▸ DATA FOR ANALYSIS:
____________________

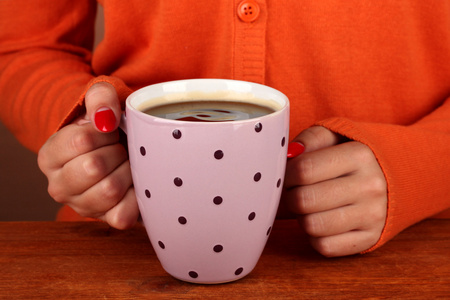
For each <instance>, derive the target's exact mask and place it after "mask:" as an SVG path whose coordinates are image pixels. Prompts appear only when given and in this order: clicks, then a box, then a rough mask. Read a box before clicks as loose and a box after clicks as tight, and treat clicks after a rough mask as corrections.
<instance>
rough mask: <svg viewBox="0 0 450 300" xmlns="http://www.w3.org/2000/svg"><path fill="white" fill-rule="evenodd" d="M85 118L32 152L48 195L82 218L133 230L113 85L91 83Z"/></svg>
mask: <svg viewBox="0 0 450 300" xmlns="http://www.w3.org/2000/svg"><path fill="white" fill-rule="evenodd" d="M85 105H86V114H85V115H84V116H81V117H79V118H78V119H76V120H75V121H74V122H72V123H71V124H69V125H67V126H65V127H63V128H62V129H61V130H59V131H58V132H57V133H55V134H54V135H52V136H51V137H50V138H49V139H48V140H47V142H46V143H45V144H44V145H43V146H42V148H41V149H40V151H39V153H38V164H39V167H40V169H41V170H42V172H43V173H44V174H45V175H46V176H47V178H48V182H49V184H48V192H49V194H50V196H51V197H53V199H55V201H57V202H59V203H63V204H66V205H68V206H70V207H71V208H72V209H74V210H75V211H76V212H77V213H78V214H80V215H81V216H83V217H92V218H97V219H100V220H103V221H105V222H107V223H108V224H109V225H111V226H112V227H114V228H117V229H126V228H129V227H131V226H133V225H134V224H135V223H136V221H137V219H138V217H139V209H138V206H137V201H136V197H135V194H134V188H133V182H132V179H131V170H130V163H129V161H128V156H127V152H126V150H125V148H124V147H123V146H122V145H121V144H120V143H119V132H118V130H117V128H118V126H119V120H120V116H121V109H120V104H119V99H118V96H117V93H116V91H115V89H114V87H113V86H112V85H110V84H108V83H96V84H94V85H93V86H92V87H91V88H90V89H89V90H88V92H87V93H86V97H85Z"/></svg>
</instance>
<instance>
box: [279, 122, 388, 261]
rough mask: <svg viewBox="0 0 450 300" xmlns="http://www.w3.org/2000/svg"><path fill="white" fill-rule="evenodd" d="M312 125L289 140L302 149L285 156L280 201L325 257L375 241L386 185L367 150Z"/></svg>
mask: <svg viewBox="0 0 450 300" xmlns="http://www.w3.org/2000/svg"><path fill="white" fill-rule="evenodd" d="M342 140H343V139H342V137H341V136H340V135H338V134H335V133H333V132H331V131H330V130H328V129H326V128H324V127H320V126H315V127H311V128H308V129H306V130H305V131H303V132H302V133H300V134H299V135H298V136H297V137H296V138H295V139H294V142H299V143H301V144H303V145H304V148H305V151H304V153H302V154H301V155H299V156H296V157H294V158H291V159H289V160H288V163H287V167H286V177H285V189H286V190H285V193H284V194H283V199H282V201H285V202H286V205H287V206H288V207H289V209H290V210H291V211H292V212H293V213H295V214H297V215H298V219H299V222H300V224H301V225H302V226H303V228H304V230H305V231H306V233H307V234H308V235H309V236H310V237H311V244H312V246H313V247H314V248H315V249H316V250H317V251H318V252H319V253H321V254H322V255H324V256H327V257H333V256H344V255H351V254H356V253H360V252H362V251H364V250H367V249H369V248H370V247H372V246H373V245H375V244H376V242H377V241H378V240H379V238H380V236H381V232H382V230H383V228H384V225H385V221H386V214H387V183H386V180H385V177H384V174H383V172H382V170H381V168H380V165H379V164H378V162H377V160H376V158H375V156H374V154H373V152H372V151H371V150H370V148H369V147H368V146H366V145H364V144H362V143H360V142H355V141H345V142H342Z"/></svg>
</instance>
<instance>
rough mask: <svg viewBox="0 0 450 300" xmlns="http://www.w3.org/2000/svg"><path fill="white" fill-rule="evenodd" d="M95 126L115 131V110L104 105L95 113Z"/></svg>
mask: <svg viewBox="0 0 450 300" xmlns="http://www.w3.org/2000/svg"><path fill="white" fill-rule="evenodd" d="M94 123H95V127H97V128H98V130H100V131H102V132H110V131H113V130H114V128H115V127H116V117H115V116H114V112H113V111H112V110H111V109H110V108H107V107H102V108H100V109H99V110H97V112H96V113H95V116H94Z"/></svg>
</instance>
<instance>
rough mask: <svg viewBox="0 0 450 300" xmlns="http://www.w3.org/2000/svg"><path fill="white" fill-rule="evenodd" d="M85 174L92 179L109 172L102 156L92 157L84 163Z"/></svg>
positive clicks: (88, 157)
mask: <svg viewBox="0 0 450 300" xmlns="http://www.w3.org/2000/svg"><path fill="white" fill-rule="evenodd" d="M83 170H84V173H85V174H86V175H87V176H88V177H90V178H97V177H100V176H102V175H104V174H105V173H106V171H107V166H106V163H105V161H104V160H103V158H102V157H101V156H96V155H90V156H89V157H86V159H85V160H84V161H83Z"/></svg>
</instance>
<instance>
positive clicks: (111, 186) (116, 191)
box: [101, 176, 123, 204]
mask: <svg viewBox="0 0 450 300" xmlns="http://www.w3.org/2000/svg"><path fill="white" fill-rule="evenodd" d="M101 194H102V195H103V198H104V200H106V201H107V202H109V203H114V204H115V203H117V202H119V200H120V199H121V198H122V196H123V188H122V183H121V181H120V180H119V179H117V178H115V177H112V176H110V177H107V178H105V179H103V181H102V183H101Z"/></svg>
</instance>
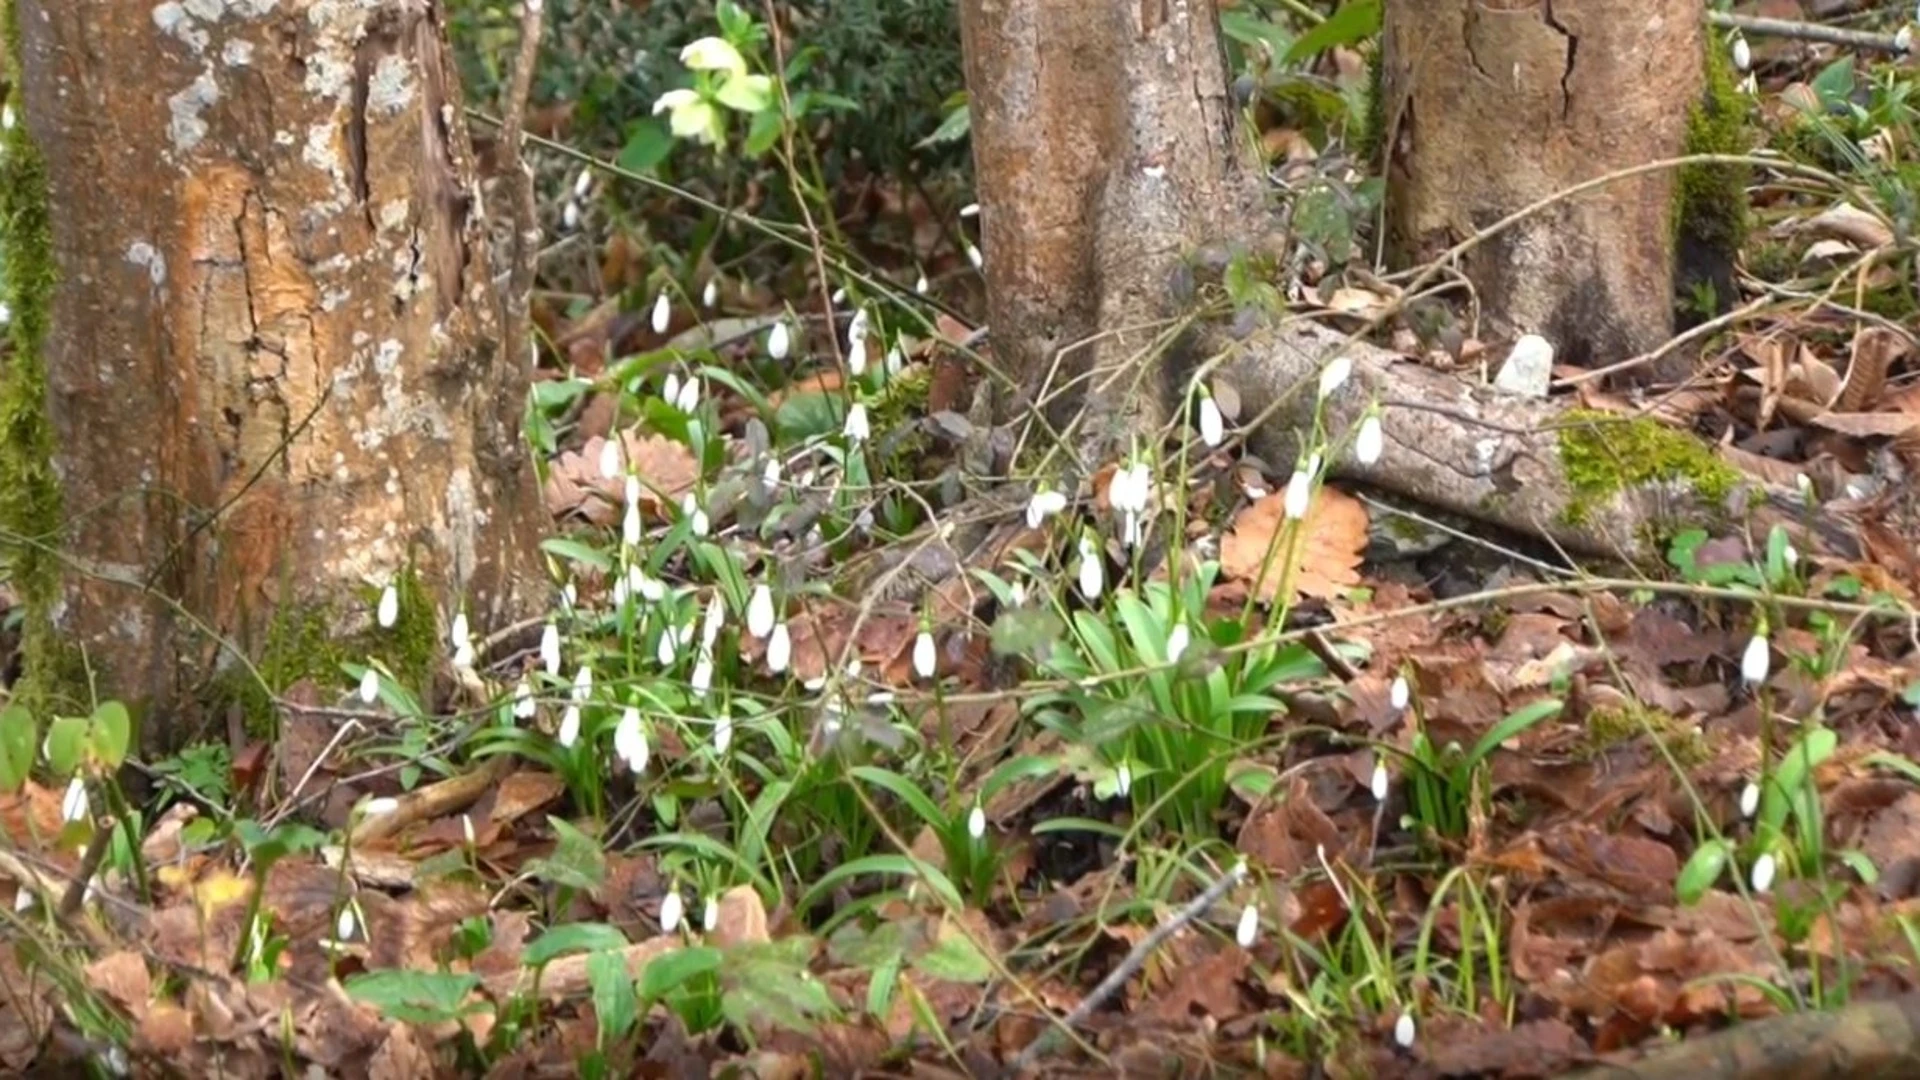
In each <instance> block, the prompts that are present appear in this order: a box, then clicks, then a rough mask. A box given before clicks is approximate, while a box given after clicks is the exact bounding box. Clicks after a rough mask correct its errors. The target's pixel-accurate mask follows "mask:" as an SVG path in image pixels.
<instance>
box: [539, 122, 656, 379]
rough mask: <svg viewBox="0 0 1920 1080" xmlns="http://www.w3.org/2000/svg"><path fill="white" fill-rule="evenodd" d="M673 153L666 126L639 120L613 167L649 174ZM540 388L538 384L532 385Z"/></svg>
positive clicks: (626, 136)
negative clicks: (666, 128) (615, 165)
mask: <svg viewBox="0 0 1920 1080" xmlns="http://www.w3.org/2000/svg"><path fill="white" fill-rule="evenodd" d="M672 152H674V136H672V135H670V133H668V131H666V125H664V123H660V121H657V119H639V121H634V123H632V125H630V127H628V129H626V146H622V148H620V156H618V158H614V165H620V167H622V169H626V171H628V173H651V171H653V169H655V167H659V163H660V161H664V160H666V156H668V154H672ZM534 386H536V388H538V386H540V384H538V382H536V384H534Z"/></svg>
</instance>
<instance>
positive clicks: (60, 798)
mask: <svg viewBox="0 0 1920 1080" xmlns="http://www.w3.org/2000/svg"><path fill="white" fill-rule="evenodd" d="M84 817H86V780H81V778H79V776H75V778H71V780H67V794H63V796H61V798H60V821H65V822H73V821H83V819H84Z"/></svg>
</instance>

____________________

▸ WRITTEN TASK: Reproduce all of the data above, replacing "rough mask" with "coarse mask" throughout and leaving everything else unchanged. Omit the pictures from your answer.

▸ RESPONSE TO THE EXERCISE:
For each <instance>, derive the target's exact mask and place it after "mask:" as an SVG path whose coordinates are image pixels. Prompts appear only when given and in this order: clicks, then a box, then a coarse mask. Read a box before clicks as loose and a box after clicks as tight, and treat clicks after a coarse mask as corrections.
<instance>
coarse mask: <svg viewBox="0 0 450 300" xmlns="http://www.w3.org/2000/svg"><path fill="white" fill-rule="evenodd" d="M85 118L32 152L48 195L82 218L133 230L113 85L91 83Z"/></svg>
mask: <svg viewBox="0 0 450 300" xmlns="http://www.w3.org/2000/svg"><path fill="white" fill-rule="evenodd" d="M85 105H86V114H85V115H84V116H81V117H79V118H78V119H76V120H75V121H74V122H72V123H71V124H69V125H67V126H65V127H63V128H62V129H61V130H59V131H58V132H57V133H55V134H54V135H52V136H51V137H50V138H49V139H48V140H47V142H46V143H45V144H44V145H43V146H42V148H41V149H40V151H39V153H38V164H39V167H40V169H41V170H42V172H43V173H44V174H45V175H46V176H47V178H48V182H49V184H48V192H49V194H50V196H51V197H53V199H55V201H57V202H59V203H63V204H66V205H68V206H70V207H71V208H72V209H74V210H75V211H76V212H77V213H78V214H80V215H81V216H83V217H92V218H97V219H100V220H103V221H105V222H107V223H108V224H109V225H111V226H112V227H114V228H117V229H126V228H129V227H131V226H133V225H134V224H135V223H136V221H137V219H138V217H139V209H138V206H137V201H136V197H135V194H134V188H133V182H132V179H131V170H130V163H129V161H128V156H127V152H126V150H125V148H124V147H123V146H122V145H121V144H120V143H119V132H118V130H117V128H118V126H119V120H120V116H121V109H120V104H119V99H118V96H117V93H116V91H115V89H114V87H113V86H112V85H110V84H108V83H96V84H94V85H93V86H92V87H91V88H90V89H89V90H88V92H87V93H86V97H85Z"/></svg>
</instance>
<instance>
box: [279, 122, 388, 261]
coarse mask: <svg viewBox="0 0 450 300" xmlns="http://www.w3.org/2000/svg"><path fill="white" fill-rule="evenodd" d="M312 125L289 140L302 149L285 156L280 201L325 257L375 241L386 185L367 150Z"/></svg>
mask: <svg viewBox="0 0 450 300" xmlns="http://www.w3.org/2000/svg"><path fill="white" fill-rule="evenodd" d="M342 140H343V139H342V137H341V136H340V135H338V134H335V133H333V132H331V131H330V130H328V129H326V128H324V127H320V126H315V127H311V128H308V129H306V130H305V131H303V132H302V133H300V134H299V135H298V136H297V137H296V138H295V139H294V142H299V143H301V144H303V145H304V148H305V151H304V153H302V154H301V155H299V156H296V157H294V158H291V159H289V160H288V163H287V167H286V177H285V189H286V190H285V193H284V194H283V199H282V201H285V202H286V205H287V206H288V207H289V209H290V210H291V211H292V212H293V213H295V214H297V215H298V219H299V222H300V224H301V225H302V226H303V228H304V230H305V231H306V233H307V234H308V235H309V236H310V237H311V244H312V246H313V247H314V248H315V249H316V250H317V251H318V252H319V253H321V254H322V255H324V256H327V257H333V256H344V255H351V254H356V253H360V252H362V251H364V250H367V249H369V248H370V247H372V246H373V245H375V244H376V242H377V241H378V240H379V238H380V236H381V232H382V230H383V228H384V225H385V221H386V214H387V183H386V180H385V177H384V174H383V172H382V170H381V168H380V165H379V164H378V162H377V160H376V158H375V156H374V154H373V152H372V151H371V150H370V148H369V147H368V146H366V145H364V144H362V143H360V142H355V141H345V142H342Z"/></svg>
</instance>
<instance>
coarse mask: <svg viewBox="0 0 450 300" xmlns="http://www.w3.org/2000/svg"><path fill="white" fill-rule="evenodd" d="M95 126L115 131V110L104 105L95 113Z"/></svg>
mask: <svg viewBox="0 0 450 300" xmlns="http://www.w3.org/2000/svg"><path fill="white" fill-rule="evenodd" d="M94 123H95V127H97V128H98V130H100V131H102V132H110V131H113V130H114V128H115V127H116V117H115V116H114V112H113V111H112V110H111V109H110V108H107V107H102V108H100V109H99V110H97V112H96V113H95V116H94Z"/></svg>
</instance>
<instance>
coarse mask: <svg viewBox="0 0 450 300" xmlns="http://www.w3.org/2000/svg"><path fill="white" fill-rule="evenodd" d="M85 174L92 179L109 172L102 156L92 157L84 163Z"/></svg>
positive clicks: (88, 157)
mask: <svg viewBox="0 0 450 300" xmlns="http://www.w3.org/2000/svg"><path fill="white" fill-rule="evenodd" d="M83 170H84V173H85V174H86V175H87V176H88V177H90V178H97V177H100V176H102V175H104V174H105V173H106V171H107V166H106V163H105V161H104V160H103V158H102V157H101V156H96V155H90V156H89V157H86V159H85V160H84V161H83Z"/></svg>
</instance>
<instance>
positive clicks: (111, 186) (116, 191)
box: [101, 176, 123, 204]
mask: <svg viewBox="0 0 450 300" xmlns="http://www.w3.org/2000/svg"><path fill="white" fill-rule="evenodd" d="M101 194H102V195H103V198H104V200H106V201H107V202H109V203H114V204H115V203H117V202H119V200H120V199H121V198H122V196H123V188H122V183H121V181H120V180H119V179H117V178H115V177H112V176H110V177H107V178H105V179H103V181H102V183H101Z"/></svg>
</instance>
In each <instance> block, the prompts that are present appear in this order: a box, then clicks, then a coarse mask. A box given before clicks is approximate, while a box given after clicks is the exact bounding box. Clicks after a coarse mask correct its errors. The target's pixel-accurate mask follows "mask:" as an SVG path in image pixels.
<instance>
box: [539, 122, 656, 379]
coarse mask: <svg viewBox="0 0 1920 1080" xmlns="http://www.w3.org/2000/svg"><path fill="white" fill-rule="evenodd" d="M673 153L666 126L639 120L613 167L649 174ZM540 388L538 384L532 385Z"/></svg>
positive clicks: (626, 136)
negative clicks: (666, 128) (615, 165)
mask: <svg viewBox="0 0 1920 1080" xmlns="http://www.w3.org/2000/svg"><path fill="white" fill-rule="evenodd" d="M672 152H674V136H672V135H670V133H668V131H666V125H664V123H660V121H657V119H639V121H634V123H632V125H630V127H628V129H626V146H622V148H620V156H618V158H614V165H620V167H622V169H626V171H628V173H651V171H653V169H655V167H659V163H660V161H664V160H666V156H668V154H672ZM534 386H536V388H538V386H540V384H538V382H536V384H534Z"/></svg>
</instance>
<instance>
positive clicks: (60, 798)
mask: <svg viewBox="0 0 1920 1080" xmlns="http://www.w3.org/2000/svg"><path fill="white" fill-rule="evenodd" d="M84 817H86V780H81V778H79V776H75V778H71V780H67V794H63V796H61V798H60V821H65V822H73V821H83V819H84Z"/></svg>
</instance>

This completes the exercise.